_Records provided_
★ ★ ★

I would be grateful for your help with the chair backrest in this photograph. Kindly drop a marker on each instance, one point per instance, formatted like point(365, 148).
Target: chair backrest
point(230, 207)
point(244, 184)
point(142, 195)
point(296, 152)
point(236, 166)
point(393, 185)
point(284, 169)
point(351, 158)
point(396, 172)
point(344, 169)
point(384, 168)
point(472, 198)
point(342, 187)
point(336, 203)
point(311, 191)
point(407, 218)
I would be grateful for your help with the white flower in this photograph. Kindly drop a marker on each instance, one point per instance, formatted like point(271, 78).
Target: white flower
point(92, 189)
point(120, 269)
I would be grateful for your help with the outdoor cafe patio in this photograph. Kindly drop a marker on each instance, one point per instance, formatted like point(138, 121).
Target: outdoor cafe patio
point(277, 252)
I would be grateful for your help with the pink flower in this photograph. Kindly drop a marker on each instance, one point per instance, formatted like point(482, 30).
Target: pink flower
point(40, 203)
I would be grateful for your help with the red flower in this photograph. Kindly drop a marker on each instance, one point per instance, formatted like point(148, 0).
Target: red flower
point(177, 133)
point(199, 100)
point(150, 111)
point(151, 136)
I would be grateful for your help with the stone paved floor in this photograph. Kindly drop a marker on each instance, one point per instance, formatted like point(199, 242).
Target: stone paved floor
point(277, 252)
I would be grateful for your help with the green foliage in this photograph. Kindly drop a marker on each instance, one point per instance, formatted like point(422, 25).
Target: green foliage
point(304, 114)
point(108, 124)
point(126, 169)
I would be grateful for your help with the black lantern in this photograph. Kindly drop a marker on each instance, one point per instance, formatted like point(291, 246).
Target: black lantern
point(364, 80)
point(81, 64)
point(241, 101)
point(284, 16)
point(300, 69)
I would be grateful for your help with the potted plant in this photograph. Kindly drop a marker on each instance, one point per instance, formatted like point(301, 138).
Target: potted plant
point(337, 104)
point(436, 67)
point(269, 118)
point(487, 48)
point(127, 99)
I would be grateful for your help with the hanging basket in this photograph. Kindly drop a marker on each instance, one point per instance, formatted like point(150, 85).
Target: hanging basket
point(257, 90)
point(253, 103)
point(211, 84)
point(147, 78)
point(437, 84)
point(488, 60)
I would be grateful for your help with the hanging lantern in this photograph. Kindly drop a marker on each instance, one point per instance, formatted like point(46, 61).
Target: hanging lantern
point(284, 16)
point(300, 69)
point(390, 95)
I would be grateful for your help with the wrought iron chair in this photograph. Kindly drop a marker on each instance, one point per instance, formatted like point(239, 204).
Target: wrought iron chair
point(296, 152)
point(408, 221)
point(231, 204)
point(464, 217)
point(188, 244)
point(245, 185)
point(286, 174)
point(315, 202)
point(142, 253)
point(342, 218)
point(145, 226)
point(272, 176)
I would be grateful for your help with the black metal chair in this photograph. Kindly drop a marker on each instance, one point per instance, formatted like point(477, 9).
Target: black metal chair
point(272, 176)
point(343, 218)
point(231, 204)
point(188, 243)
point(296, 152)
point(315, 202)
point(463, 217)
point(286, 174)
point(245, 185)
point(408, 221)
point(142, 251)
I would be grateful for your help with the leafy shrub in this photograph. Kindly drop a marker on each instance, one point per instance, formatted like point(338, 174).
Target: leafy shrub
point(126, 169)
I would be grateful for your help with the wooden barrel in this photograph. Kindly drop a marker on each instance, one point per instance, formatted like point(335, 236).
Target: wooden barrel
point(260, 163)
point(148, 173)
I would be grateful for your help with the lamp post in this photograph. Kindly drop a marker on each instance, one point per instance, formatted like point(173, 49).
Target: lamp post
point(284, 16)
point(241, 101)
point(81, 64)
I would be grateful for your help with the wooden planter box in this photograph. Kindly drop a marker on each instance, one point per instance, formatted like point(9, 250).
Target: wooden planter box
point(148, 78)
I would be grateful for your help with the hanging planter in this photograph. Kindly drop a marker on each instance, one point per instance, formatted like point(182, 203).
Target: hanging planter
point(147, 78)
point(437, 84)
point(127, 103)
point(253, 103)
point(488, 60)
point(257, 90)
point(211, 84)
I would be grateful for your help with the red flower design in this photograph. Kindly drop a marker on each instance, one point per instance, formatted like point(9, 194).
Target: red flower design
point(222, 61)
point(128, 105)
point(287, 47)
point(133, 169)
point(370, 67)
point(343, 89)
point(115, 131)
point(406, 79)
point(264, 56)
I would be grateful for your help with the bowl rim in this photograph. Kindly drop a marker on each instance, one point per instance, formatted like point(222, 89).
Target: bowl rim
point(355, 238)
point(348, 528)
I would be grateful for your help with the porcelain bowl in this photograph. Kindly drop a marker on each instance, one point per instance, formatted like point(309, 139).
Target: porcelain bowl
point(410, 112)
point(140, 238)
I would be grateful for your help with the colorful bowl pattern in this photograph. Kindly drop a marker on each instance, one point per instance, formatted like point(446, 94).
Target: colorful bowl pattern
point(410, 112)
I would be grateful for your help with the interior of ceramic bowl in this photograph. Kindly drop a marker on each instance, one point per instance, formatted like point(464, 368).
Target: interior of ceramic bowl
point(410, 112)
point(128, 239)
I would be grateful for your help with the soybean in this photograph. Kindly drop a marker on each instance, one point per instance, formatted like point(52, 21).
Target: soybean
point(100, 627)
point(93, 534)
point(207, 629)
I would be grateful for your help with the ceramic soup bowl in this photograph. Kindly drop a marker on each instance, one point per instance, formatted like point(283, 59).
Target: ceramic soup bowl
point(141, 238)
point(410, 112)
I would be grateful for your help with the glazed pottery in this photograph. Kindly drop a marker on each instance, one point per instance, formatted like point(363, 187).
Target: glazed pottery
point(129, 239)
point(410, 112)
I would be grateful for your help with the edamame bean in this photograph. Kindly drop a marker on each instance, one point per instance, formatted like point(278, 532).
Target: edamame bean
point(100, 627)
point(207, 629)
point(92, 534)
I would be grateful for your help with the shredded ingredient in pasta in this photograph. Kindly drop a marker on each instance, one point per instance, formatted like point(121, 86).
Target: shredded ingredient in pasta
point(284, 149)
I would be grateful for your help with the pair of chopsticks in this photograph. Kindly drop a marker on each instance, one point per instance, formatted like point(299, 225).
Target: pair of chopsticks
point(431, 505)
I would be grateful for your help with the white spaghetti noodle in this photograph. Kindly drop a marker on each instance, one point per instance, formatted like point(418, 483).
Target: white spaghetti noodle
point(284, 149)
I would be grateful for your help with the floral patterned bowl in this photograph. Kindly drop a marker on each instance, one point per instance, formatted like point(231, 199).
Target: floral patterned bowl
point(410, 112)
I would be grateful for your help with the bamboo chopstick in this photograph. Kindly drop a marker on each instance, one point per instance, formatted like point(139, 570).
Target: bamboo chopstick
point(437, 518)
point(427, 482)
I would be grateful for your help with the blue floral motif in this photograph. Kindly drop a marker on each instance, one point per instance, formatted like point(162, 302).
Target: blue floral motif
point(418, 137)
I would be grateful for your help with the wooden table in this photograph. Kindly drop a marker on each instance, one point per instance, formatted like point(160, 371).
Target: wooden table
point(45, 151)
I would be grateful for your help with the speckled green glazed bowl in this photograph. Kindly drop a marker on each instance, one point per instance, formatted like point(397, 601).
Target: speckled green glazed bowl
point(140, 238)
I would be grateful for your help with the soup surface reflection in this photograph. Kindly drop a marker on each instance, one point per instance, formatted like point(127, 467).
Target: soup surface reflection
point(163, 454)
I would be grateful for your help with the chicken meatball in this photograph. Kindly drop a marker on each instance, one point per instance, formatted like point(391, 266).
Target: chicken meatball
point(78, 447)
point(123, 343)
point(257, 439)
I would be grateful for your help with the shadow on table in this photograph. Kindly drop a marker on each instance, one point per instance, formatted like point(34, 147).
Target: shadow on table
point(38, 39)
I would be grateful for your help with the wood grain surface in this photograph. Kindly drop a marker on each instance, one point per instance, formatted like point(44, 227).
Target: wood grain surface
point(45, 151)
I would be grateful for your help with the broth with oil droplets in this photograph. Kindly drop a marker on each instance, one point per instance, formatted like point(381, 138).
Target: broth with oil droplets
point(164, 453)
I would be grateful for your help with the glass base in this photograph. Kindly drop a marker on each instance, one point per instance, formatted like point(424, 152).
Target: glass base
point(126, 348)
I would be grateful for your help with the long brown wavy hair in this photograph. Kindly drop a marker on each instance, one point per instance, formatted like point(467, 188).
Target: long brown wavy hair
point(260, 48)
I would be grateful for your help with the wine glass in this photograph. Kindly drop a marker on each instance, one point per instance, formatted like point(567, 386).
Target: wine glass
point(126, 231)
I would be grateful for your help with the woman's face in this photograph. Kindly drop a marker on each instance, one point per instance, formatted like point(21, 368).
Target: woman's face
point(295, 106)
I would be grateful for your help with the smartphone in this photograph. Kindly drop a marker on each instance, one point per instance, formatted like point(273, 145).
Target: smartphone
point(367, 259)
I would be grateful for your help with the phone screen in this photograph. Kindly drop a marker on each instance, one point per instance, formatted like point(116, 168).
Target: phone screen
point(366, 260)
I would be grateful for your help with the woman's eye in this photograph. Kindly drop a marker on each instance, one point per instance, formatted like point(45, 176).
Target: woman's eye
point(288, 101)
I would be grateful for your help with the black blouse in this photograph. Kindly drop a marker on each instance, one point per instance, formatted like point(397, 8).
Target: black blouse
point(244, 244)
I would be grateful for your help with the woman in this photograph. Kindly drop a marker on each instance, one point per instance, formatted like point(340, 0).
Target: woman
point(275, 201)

★ ★ ★

_Challenge_
Convert the records from the line containing "I would be grateful for your help with the bamboo" up to and including the line containing "point(418, 137)" into a two-column CSV with the columns text and answer. Give one row per record, with each field in quotes and line breaks replaced by spaces.

_Exercise output_
text,answer
"I would be grateful for your help with the bamboo chopstick in this photograph. Kindly drop a marker on each instance, one point per instance, formatted like point(139, 570). Target: bamboo chopstick","point(437, 518) point(427, 482)"
"I would be grateful for your help with the blue floral motif in this photograph. Kindly drop a marker on each instance, one point per instance, formatted like point(162, 302). Target: blue floral motif","point(418, 137)"